INSTRUCTION> Could you put the lines of the entries below, from the line with "Could you outline where the butterfly hindwing" to the line with "(667, 283), (877, 623)", into a Markdown table with the columns Row and Line, numbering each row and skipping blank lines?

TASK DATA>

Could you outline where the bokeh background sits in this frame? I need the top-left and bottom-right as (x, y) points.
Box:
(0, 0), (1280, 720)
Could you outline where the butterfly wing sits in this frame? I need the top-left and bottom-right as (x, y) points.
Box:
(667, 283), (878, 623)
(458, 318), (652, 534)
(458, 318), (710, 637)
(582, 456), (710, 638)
* * *
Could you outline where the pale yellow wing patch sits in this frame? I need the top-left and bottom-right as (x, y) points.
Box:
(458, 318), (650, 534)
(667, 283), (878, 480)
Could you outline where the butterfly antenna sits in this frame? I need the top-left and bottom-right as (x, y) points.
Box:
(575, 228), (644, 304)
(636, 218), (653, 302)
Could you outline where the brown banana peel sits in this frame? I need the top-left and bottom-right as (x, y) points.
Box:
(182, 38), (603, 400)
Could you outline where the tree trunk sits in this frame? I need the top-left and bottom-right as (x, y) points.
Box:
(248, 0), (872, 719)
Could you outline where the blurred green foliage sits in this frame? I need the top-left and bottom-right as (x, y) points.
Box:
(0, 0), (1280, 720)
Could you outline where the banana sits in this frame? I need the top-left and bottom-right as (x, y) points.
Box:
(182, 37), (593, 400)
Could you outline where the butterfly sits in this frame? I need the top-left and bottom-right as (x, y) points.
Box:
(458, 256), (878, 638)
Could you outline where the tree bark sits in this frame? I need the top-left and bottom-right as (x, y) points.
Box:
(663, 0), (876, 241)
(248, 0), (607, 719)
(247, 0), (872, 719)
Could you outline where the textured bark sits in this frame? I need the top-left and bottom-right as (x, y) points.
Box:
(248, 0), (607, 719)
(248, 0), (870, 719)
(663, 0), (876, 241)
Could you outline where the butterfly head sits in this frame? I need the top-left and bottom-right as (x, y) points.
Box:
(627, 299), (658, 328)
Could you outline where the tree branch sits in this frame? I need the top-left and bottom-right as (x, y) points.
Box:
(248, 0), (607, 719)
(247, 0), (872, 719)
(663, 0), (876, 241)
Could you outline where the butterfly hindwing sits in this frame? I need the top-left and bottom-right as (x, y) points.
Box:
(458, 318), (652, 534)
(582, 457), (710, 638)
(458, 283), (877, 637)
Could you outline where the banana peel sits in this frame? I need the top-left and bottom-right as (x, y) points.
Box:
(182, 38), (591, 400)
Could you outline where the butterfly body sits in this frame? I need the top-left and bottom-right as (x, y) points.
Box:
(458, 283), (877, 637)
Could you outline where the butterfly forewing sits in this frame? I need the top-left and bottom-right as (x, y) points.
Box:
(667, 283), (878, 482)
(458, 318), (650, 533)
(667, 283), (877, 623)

OUTPUT OF THE EXERCISE>
| Row | Line |
|---|---|
| 1 | Could you outline where the butterfly hindwing sits in this frame? I need the top-left and bottom-right as (x, y) points. |
| 2 | Box: |
| 3 | (458, 318), (652, 534) |
| 4 | (582, 457), (710, 638) |
| 5 | (458, 283), (877, 637) |
| 6 | Could you outline where the banana peel sits in this frame? I need the top-left and bottom-right as (x, y) points. |
| 7 | Box: |
| 8 | (182, 38), (591, 400) |
| 9 | Could you outline where the butterfly body sits in this frame? I need the top-left and bottom-right as (x, y) points. |
| 10 | Box: |
| 11 | (458, 283), (877, 637) |
| 12 | Could you outline where the butterfly forewing sits in this frame? I need the top-left and bottom-right as (x, y) points. |
| 13 | Box: |
| 14 | (667, 283), (878, 482) |
| 15 | (458, 318), (650, 533) |
| 16 | (667, 283), (877, 623) |